▶ What you have to do
Can you resume the article on professional development spending during a budget crisis, starting right after its last sentence?

--- Provided text ---

Professional Development: Making the
Right Investments

illustration of writing a document

One state legislator is criticizing the University of Iowa this week for its plan to send 35 hospital workers to several days of training offered at a center in Orlando, FL, at a cost of $130,000. UI officials have replied that now more than ever, training represents a critical reinvestment in the organization. The conversation is one case of a nationwide trend in which campus officials have to negotiate between the need for training on priority initiatives, concerns over the costs of travel, and fears that some investments in professional development will look bad.

Larry Goldstein, President of Campus Strategies, LLC, suggests that a budget crisis is not a time to freeze professional development and travel. "The tendency to look inward during a budget crisis is counterproductive," he remarks. "It's important to look outward and gather new resources."

Here are some ways that Goldstein suggests rethinking an approach to professional development.

Recognize the Cost of Cutting Professional Development

"Not all problems can be solved by looking at your own resources. Having access to solutions others have reached is immensely valuable. The cost of cutting professional development is that you rely exclusively on what is known on your campus, instead of relying on what is known throughout higher education."
Larry Goldstein, Campus Strategies, LLC

Goldstein offers the example of a guided learning activity at a conference in which universities offered each other practical solutions to the challenges they were facing. "Where would they have found those solutions," he asks, "if not at that workshop?"

"The biggest cost," Goldstein concludes, "is not knowing what you don't know."

Assess Training Needs and Prioritize

Freezing professional development and travel across the board is a decision that does not take into account institutional priorities, and that can limit your access to valuable training and resources that can increase efficiency and save funds in the long term.

--- Data listing ---

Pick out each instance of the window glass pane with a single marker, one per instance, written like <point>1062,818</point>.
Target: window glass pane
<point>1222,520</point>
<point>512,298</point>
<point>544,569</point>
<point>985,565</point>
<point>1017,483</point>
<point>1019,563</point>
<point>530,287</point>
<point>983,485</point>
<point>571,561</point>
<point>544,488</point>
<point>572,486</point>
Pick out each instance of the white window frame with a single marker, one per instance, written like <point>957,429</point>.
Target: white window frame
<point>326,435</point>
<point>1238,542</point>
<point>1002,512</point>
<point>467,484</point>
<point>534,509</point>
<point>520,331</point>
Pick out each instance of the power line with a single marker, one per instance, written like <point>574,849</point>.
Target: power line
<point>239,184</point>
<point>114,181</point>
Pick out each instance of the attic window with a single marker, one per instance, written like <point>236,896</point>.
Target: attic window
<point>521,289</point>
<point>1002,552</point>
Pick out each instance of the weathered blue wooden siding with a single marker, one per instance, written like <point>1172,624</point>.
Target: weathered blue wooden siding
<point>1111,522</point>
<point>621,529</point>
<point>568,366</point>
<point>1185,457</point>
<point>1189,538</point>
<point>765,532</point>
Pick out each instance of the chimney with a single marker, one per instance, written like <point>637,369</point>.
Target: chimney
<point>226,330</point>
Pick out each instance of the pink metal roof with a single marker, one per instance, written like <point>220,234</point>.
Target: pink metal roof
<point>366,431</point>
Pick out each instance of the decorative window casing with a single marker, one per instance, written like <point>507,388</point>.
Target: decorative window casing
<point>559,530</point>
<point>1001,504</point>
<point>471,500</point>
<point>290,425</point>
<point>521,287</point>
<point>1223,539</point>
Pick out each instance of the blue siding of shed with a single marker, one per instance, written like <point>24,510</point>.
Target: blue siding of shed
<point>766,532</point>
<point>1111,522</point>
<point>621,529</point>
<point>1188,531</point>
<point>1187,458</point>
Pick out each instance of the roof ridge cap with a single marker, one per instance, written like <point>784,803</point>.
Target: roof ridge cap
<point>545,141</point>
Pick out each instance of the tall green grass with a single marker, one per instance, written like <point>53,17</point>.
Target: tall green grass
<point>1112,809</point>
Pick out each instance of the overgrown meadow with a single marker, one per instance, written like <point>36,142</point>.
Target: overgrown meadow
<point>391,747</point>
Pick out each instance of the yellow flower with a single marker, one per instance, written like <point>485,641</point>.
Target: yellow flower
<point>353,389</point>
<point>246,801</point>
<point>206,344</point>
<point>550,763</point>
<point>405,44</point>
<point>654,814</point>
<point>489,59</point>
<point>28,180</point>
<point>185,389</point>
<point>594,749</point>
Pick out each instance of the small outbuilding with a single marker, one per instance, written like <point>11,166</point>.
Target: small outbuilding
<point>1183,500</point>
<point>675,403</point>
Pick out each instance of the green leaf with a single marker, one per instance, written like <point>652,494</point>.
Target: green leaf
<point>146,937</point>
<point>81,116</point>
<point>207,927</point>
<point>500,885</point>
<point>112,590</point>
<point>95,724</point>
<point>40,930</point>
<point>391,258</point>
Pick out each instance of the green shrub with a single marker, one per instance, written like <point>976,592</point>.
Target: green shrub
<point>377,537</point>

---
--- Data listing ---

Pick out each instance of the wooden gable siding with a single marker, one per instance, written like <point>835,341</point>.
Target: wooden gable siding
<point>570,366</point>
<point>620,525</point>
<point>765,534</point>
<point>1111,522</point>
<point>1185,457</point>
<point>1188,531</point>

---

▶ Answer to the problem
"Identify your priorities," Goldstein suggests. Certain departments may have greater need for professional development than others. For example, information technology is an area of rapid change and rapid innovation; for that reason, IT professionals' needs for professional development may outpace the needs of professionals in some other offices, such as the accounts payable department.

Within a department, you can ask the same questions -- where is it most critical that we stay up to speed? Where are we most in need of innovation and access to new resources? Be strategic in how you allocate professional development and travel dollars.

Ask the Key Question

In times of compressed budgets, just noting that an event covers a hot topic may not be enough. It's important to identify an outcome. When assessing whether to send staff to an event, ask, What will my staff bring back to the campus? If the conference is for faculty, ask how the event will inform their scholarship.

Maximize the Return on Your Investment

Larry Goldstein offers two strategies for maximizing the return on your investments in professional development.

First, be intentional about information sharing upon the staff member's return. If you send 2 staff out of 25 in your accounting office to an event, make sure that there is a formal structure in place for those 2 to share the takeaways from the event with the rest of the office. Too often, post-conference information sharing consists of an informal chat or a few minutes during a staff meeting. Goldstein recommends calling a separate departmental meeting to provide a formal synopsis of what was learned from the event, and what contacts or resources were gained at the event. "This increases the return on the expenditure," he notes.

Second, document which events were most valuable, and which did not prove to be the best use of your funds. If a particular organization has stellar programs related to a priority issue, note that for future consideration. If you attend a webcast that is unprofessional or offers no new information, note that, as well. This documentation will become a powerful resource over time.

"Track which professional development efforts have produced the most return on investment. This will allow you to make informed decisions based not on the cost alone but on the quality and the likely return."